§ **Texte fourni**:
Dans le domaine de l’innovation, le design thinking est une méthode de conception fondée sur les usages. Selon ce précepte anglo-saxon né dans la Silicon Valley, la création devrait obéir à deux impératifs majeurs : l’empathie et l’expérimentation. A partir d’une approche pluridisciplinaire, le design thinking s’appuie sur une démarche pragmatique, basée sur l’observation des pratiques et l’étude sur le terrain, pour résoudre des problèmes en créant, ou améliorant, des organisations, des procédures, des produits ou des services.
La règle d’or du design thinking, sa « culture », est de savoir se mettre à la place des autres : le procédé d’innovation doit être élaboré avec l’ensemble des utilisateurs et non plus seulement autour du processus de fabrication. Fondateur de l’une des entreprises les plus innovantes au monde, Steve Jobs déclarait : « La plupart des gens font l’erreur de penser que le design, c’est l’apparence. […] Le design, c’est comment ça marche. » Contrairement à la France où le terme design renvoie bien souvent à des considérations esthétiques, aux Etats-Unis il fait référence à la façon de concevoir un produit selon diverses contraintes. Le « privacy by design », par exemple, est la prise en compte de la protection de la vie privée dès la conception.

§ **Données fournies**:
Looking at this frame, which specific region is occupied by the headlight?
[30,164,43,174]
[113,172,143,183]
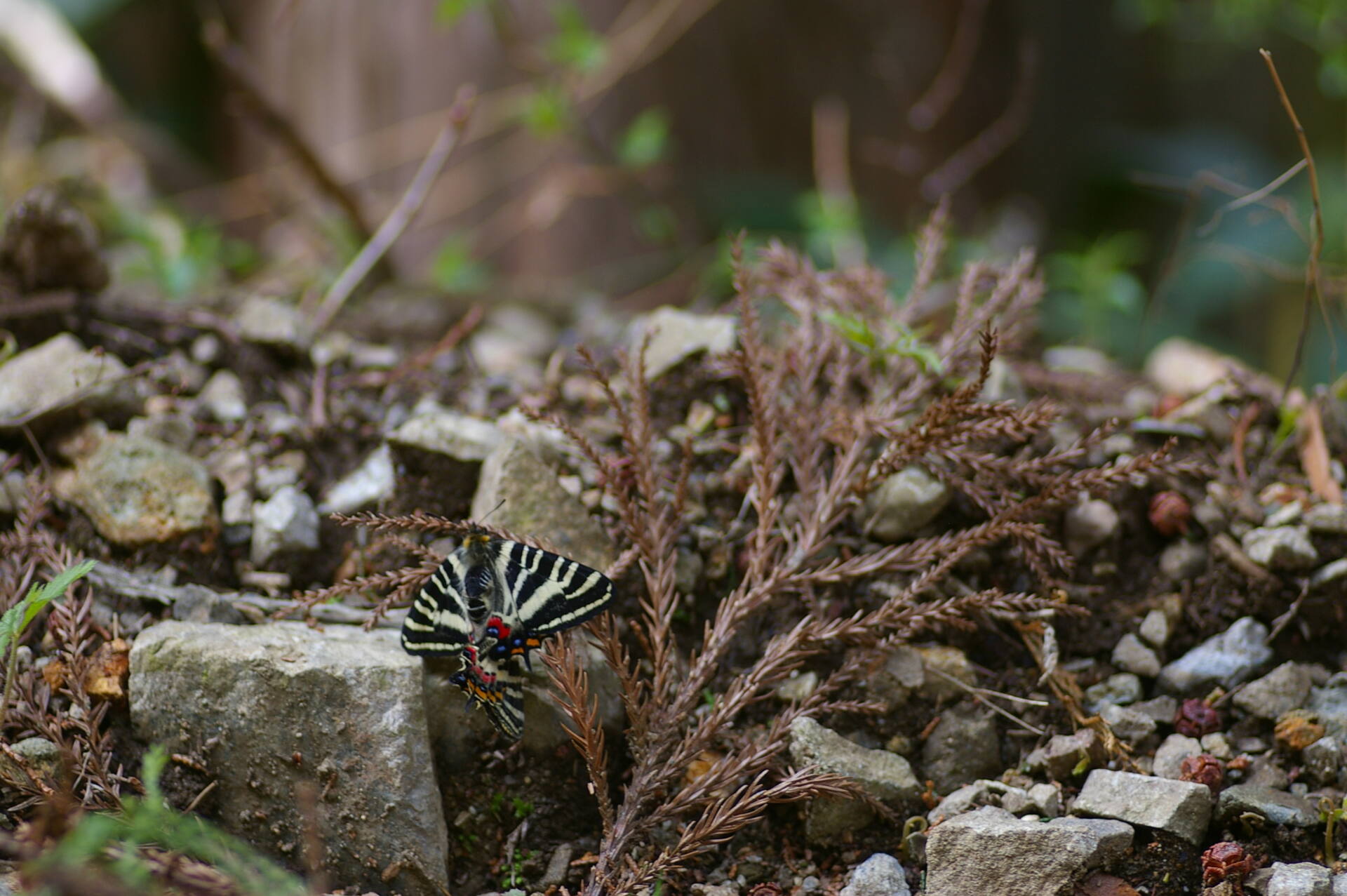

§ **Détails de la tâche**:
Reprenez, s'il vous plaît, le texte sur le design thinking à la suite de sa dernière phrase. Ces données n'ont aucun rapport avec le texte sur le design thinking.

§ **Le résultat**:
Bouleversant les règles de la création et les pratiques de management au sein des entreprises traditionnelles, l’« esprit design » (en français) est à la créativité dans le nouveau monde des usages collaboratifs, ce que fut l’introduction de la pratique du brainstorming, inventé par Alex Osborn dans les années 1940, dans les agences de publicité : une solution jaillie de l’intelligence collective, faisant la part belle à l’expérimentation avec les utilisateurs.
Théoricien du design thinking, l’Américain Tim Brown en propose la définition suivante : « Une discipline qui utilise la sensibilité, les outils et les méthodes des designers pour permettre à des équipes multidisciplinaires d’innover en mettant en correspondance attentes des utilisateurs, faisabilité et viabilité économique. » (dschool.fr).
Lors d’une conférence TED en 2009, Tim Brown a défendu l’idée « que la profession des designers est préoccupée par la création d’objets chics et à la mode – alors même que des questions pressantes comme l’accès à l’eau potable montrent qu’elle a un rôle plus important à jouer. Il appelle à un mouvement vers une “pensée design” locale, collaborative et participative » (ted.com).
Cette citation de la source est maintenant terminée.